Each of the entries should be retyped precisely as it appears.

== RECORDED INFORMATION

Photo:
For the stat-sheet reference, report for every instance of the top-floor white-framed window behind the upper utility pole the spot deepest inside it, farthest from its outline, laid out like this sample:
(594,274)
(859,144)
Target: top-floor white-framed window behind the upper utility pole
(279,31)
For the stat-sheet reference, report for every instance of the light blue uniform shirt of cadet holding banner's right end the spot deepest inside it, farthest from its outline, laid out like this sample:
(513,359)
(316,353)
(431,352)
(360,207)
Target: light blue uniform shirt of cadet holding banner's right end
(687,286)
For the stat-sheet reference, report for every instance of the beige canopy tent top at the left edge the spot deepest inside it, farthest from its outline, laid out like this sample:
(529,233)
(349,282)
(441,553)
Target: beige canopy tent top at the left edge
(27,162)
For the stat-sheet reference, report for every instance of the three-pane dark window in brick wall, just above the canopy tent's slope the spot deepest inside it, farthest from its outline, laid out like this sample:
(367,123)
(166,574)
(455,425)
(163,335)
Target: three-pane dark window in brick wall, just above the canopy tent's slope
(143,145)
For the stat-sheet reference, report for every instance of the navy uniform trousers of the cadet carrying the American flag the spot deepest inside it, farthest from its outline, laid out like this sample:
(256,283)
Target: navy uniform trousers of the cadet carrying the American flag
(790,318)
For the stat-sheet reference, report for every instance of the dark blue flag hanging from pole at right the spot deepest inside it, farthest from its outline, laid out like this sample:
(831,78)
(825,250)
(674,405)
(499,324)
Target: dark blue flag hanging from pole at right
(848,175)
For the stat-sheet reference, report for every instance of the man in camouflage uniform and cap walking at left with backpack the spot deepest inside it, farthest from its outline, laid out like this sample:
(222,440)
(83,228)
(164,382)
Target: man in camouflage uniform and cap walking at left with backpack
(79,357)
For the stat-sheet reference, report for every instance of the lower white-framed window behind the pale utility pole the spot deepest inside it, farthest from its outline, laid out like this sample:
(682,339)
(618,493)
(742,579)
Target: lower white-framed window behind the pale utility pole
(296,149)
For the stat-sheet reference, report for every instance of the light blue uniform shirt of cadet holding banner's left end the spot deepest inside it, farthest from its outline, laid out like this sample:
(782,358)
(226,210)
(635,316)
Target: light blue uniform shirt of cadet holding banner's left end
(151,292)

====

- **RESPONSE FOR THIS EXERCISE**:
Photo:
For the stat-sheet reference, report for every instance of the top-floor white-framed window behind the upper utility pole the spot deepest inside it, farthest from its outline, laid out like this sample:
(594,274)
(859,144)
Target: top-floor white-framed window behind the upper utility pole
(279,31)
For the stat-sheet reference, report for every instance of the light blue uniform shirt of cadet holding banner's right end the spot deepest inside it, farthest from its outline, laid out like this sample:
(513,359)
(316,353)
(431,352)
(360,207)
Target: light blue uniform shirt of cadet holding banner's right end
(687,286)
For the stat-sheet reference, report for every instance of the beige canopy tent top at the left edge the spot deepest inside it, farthest from its outline, laid out like this sample:
(529,233)
(349,282)
(441,553)
Target: beige canopy tent top at the left edge
(27,162)
For the stat-sheet reference, report for every instance of the three-pane dark window in brick wall, just above the canopy tent's slope the spot deepest inside it, farthest from its outline, laid out like this sample:
(367,123)
(166,574)
(455,425)
(163,335)
Target: three-pane dark window in brick wall, just above the canopy tent's slope
(143,145)
For the stat-sheet reference, report for every instance of the navy uniform trousers of the cadet carrying the American flag the spot deepest inside it, farthest from its outline, laid out like this sample:
(256,283)
Target: navy uniform trousers of the cadet carrying the American flag
(790,318)
For the stat-sheet reference, report for every instance of the dark blue flag hanging from pole at right the spot deepest inside it, farthest from its outline, laid out like this sample:
(831,78)
(825,250)
(674,405)
(499,324)
Target: dark blue flag hanging from pole at right
(848,175)
For the stat-sheet reference, report for every instance of the man in camouflage uniform and cap walking at left with backpack the spot deepest inside it, farthest from its outline, laid out like this sample:
(222,440)
(83,228)
(164,382)
Target: man in camouflage uniform and cap walking at left with backpack
(79,357)
For the stat-sheet reference, report for every instance of the lower white-framed window behind the pale utility pole the spot deepest inside it, farthest from its outline, laid out like this sample:
(682,339)
(618,493)
(742,579)
Target: lower white-framed window behind the pale utility pole
(296,149)
For the stat-sheet reference, report for every instance of the light blue uniform shirt of cadet holding banner's left end the spot deepest inside it, farthest from its outline, laid out like this sample:
(782,358)
(226,210)
(635,316)
Target: light blue uniform shirt of cadet holding banner's left end
(151,292)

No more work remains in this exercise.